* [Problem requirements] The data must be given again exactly as written, with all images omitted.

----

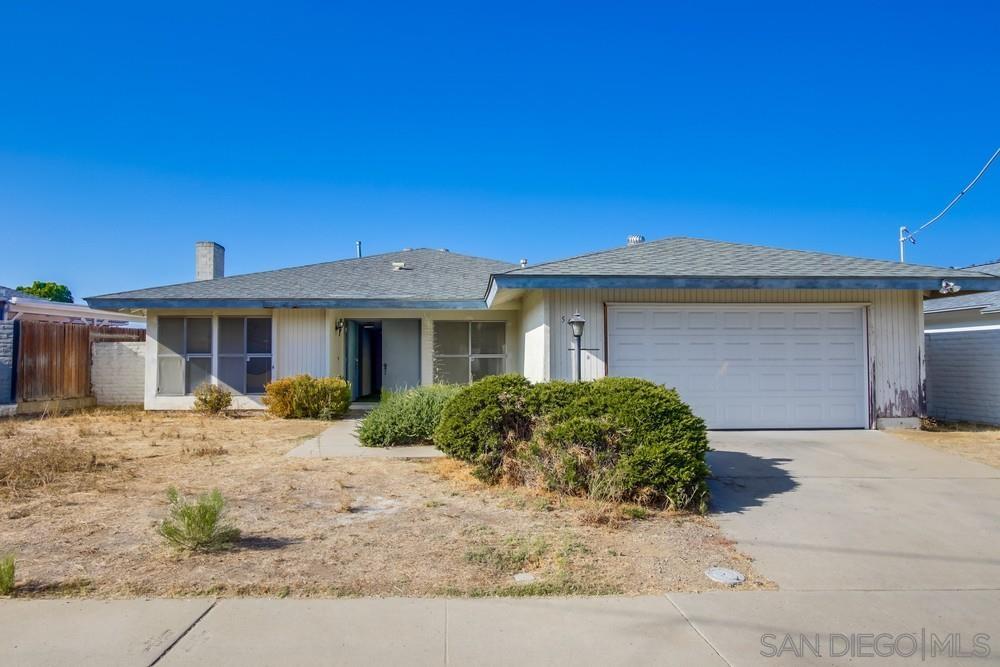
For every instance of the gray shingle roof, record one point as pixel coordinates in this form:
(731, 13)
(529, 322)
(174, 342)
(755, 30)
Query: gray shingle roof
(680, 256)
(429, 275)
(987, 302)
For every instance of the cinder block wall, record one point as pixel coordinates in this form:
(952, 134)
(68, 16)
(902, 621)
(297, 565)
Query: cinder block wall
(117, 373)
(7, 362)
(963, 376)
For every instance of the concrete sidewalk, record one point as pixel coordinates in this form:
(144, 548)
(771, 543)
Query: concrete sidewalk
(716, 628)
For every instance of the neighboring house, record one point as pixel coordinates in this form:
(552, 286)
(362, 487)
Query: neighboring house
(15, 305)
(963, 355)
(752, 337)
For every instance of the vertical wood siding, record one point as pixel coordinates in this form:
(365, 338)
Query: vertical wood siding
(301, 346)
(895, 332)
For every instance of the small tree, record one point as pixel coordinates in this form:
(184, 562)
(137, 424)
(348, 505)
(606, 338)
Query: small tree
(48, 290)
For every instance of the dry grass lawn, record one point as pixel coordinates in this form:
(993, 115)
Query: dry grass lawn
(80, 496)
(978, 442)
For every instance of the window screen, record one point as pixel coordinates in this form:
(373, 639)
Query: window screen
(245, 354)
(184, 354)
(468, 351)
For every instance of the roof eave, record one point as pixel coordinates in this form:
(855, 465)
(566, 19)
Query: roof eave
(509, 281)
(119, 303)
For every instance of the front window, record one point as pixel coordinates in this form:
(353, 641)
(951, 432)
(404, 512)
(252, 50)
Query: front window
(468, 351)
(244, 354)
(184, 354)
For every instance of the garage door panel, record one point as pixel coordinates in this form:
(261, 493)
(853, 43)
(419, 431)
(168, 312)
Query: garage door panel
(752, 367)
(667, 320)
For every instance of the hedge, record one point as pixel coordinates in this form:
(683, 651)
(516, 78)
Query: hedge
(306, 397)
(621, 439)
(405, 417)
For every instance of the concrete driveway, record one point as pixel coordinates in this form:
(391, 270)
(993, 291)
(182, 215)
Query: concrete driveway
(866, 535)
(857, 510)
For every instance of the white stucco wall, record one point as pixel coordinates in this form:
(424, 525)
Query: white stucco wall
(895, 333)
(117, 372)
(534, 334)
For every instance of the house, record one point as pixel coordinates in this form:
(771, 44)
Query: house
(963, 355)
(752, 337)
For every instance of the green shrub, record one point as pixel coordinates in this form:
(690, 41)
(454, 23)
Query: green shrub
(198, 525)
(618, 439)
(7, 568)
(211, 399)
(406, 417)
(482, 420)
(306, 397)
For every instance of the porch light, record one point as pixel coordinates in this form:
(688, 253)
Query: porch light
(576, 324)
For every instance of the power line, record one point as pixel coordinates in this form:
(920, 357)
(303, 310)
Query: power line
(906, 235)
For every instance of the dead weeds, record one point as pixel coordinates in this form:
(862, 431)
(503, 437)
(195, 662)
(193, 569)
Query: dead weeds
(977, 442)
(340, 527)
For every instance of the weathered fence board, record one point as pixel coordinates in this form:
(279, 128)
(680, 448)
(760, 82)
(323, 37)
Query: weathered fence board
(53, 359)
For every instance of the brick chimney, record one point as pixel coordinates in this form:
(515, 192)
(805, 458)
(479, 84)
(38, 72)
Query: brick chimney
(209, 260)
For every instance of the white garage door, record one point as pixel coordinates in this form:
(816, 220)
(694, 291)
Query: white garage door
(749, 366)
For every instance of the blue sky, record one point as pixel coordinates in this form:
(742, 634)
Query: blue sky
(287, 131)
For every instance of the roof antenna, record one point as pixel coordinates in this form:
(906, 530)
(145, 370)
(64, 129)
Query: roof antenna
(906, 235)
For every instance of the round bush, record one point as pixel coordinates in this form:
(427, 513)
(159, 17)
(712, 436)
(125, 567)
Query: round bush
(407, 417)
(211, 399)
(616, 438)
(306, 397)
(482, 419)
(663, 444)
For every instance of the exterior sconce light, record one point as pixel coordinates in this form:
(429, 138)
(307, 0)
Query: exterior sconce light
(576, 324)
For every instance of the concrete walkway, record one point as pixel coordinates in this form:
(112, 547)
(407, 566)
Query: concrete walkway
(717, 628)
(341, 441)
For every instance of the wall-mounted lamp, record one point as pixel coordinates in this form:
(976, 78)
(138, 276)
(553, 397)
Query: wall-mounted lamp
(576, 324)
(948, 287)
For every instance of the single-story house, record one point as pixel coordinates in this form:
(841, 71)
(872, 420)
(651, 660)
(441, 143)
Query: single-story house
(963, 355)
(752, 337)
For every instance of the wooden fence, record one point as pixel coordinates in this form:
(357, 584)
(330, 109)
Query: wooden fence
(53, 358)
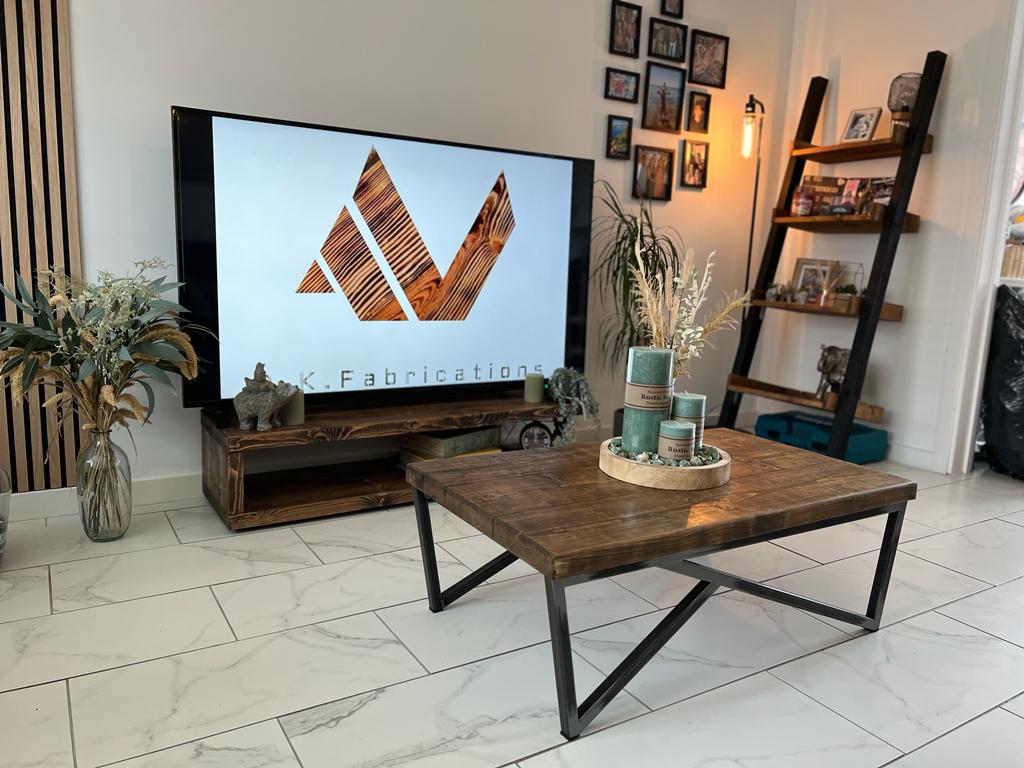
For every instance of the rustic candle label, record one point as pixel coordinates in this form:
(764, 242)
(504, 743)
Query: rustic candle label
(648, 396)
(696, 420)
(675, 448)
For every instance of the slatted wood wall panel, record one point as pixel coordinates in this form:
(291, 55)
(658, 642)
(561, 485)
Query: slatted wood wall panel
(38, 213)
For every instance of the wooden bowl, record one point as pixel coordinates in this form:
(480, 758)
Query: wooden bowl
(669, 478)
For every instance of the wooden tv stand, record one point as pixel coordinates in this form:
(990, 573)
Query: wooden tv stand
(248, 501)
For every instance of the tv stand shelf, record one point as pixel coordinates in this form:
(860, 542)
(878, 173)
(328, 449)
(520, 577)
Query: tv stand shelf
(247, 501)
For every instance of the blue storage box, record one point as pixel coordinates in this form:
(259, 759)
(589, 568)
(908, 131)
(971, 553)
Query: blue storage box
(811, 432)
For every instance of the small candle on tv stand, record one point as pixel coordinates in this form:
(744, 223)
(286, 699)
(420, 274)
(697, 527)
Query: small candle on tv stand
(648, 397)
(534, 389)
(676, 439)
(689, 408)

----

* [Exercise output]
For every instance of the gray shingle roof, record one point as pixel coordinates in this form:
(731, 13)
(529, 322)
(174, 342)
(755, 30)
Query: gray shingle roof
(680, 256)
(429, 275)
(987, 302)
For every instance of the cinder block wall, record one point as pixel coordinates in this form:
(952, 134)
(68, 16)
(902, 621)
(297, 565)
Query: cinder block wall
(117, 373)
(7, 362)
(963, 376)
For every instance of the concrete sidewalk, record one point as pixel coordinates in this form:
(144, 548)
(771, 543)
Query: concrete sidewalk
(716, 628)
For every instance of the neighboring house, record one point as pixel coordinates in this form:
(552, 286)
(362, 487)
Query: neighboring house
(15, 305)
(963, 355)
(752, 337)
For every instance of the vertical wood siding, record one point as pixel coordinates in this form:
(365, 338)
Query: vertical wood siding
(301, 346)
(895, 332)
For every instance of the small tree, record one point as pixel coordinates in this form:
(184, 562)
(137, 424)
(348, 505)
(606, 338)
Query: small tree
(48, 290)
For every instance of the dry grass lawn, record one point as pixel coordinates in this form:
(993, 115)
Query: dry grass lawn
(80, 496)
(978, 442)
For every instance of the window screen, record one point as pixel coordinates in this form:
(373, 639)
Query: window screen
(245, 354)
(184, 354)
(468, 351)
For every instance of the roof eave, record one point as pixel coordinates in this form:
(855, 465)
(566, 19)
Query: roof eave
(509, 281)
(119, 303)
For every instance of the front window, record one point as pixel coordinates in this form:
(353, 641)
(951, 432)
(404, 512)
(252, 50)
Query: front window
(468, 351)
(244, 354)
(184, 354)
For every instance of the garage door panel, record one point as pixel coordinates in this form:
(261, 493)
(853, 43)
(419, 431)
(168, 312)
Query: garage door panel
(752, 367)
(667, 320)
For every instance of the hedge, record one point as pixel coordinates in this form:
(683, 651)
(516, 78)
Query: hedge
(306, 397)
(621, 439)
(405, 417)
For every instance of the concrete driveway, record one point as pixel coordinates in this form:
(391, 270)
(993, 291)
(182, 215)
Query: concrete driveway
(866, 535)
(857, 510)
For every instance of the white stucco wall, record one point as pixel coordinates in this form:
(424, 525)
Query: white stucco wall
(895, 333)
(117, 372)
(534, 334)
For every instance of the house, record one point as pixel coordinates in this form:
(771, 44)
Query: house
(963, 355)
(752, 337)
For every instance of the green shrub, record one point as pixel coordinates in this form:
(690, 41)
(454, 23)
Query: green shrub
(198, 525)
(618, 439)
(7, 568)
(211, 399)
(406, 417)
(482, 420)
(306, 397)
For every instance of the porch light, record one point as pixel coordinates in this form:
(688, 253)
Query: porch light
(576, 324)
For every instance of the power line, record one point as pixel coordinates in this form:
(920, 357)
(303, 310)
Query: power line
(906, 235)
For every instance of the dead weeds, record one point as pixel coordinates in this form:
(862, 431)
(503, 437)
(195, 662)
(193, 569)
Query: dead weeds
(977, 442)
(340, 527)
For every instance of the weathered fence board, record one point as pixel coordinates in this form:
(279, 128)
(680, 448)
(760, 82)
(323, 37)
Query: weathered fence board
(53, 359)
For every instance of the brick chimney, record one point as pixel coordinates in this form:
(515, 192)
(805, 458)
(479, 84)
(38, 72)
Query: brick chimney
(209, 260)
For every instance of the white garage door, record one point as pixel coordinates in this form:
(816, 220)
(694, 291)
Query: white garage door
(749, 366)
For every instance of the blue sky, record one point as pixel coordinates in this form:
(742, 634)
Query: blue sky
(287, 131)
For every instance of the roof antenna, record one point as pixel coordinates in this form:
(906, 530)
(145, 370)
(64, 129)
Query: roof antenna
(906, 235)
For every instance of the round bush, record one point as pixel coordinates in this form:
(427, 513)
(159, 17)
(712, 436)
(125, 567)
Query: round bush
(407, 417)
(211, 399)
(616, 438)
(306, 397)
(482, 419)
(663, 444)
For every instance of the exterior sconce light, record one point as pixel coordinates in this form:
(429, 138)
(307, 0)
Query: exterior sconce light
(576, 324)
For every instance of the concrete walkway, record one point as pixel coordinates in this form:
(112, 547)
(407, 566)
Query: concrete walkway
(717, 628)
(341, 441)
For every instance of the wall-mounted lamp, record one point as pixel coordinates in this form:
(976, 78)
(138, 276)
(553, 397)
Query: wall-mounted lamp
(576, 324)
(948, 287)
For every instance of the single-story house, record one point as pixel coordinates in this form:
(841, 71)
(872, 420)
(651, 660)
(441, 143)
Query: single-story house
(963, 355)
(752, 337)
For every instance of the wooden fence, record one point as pixel coordinates in this form:
(357, 584)
(330, 109)
Query: wooden fence
(53, 358)
For every instance of the rustic candle label, record one point as pixel coordinates in this form:
(764, 242)
(504, 743)
Query: rustic candle label
(648, 396)
(696, 420)
(675, 448)
For every instance of the slatted wood wall panel, record one point as pixel coordinates in this form:
(291, 55)
(658, 642)
(561, 485)
Query: slatted wood wall panel
(38, 213)
For every instance of the wooden bowl, record one point as pixel coordinates in this form:
(480, 758)
Query: wooden bowl
(669, 478)
For every instance of the wooden tv stand, record one point as pixel coordinates in this form:
(990, 573)
Query: wooden tv stand
(248, 501)
For every instance of the tv stand shelf, record one point as pixel coordinates in this form:
(860, 542)
(878, 173)
(328, 449)
(520, 577)
Query: tv stand shelf
(247, 501)
For every instance of the blue storage box, record one point as pixel coordinates in this form:
(259, 759)
(589, 568)
(908, 131)
(971, 553)
Query: blue storage box
(811, 432)
For every instance of the small candle on tv stand, record one point as pixel coordinates in this form:
(744, 223)
(286, 699)
(420, 274)
(697, 527)
Query: small candle on tv stand
(648, 397)
(534, 389)
(676, 439)
(689, 408)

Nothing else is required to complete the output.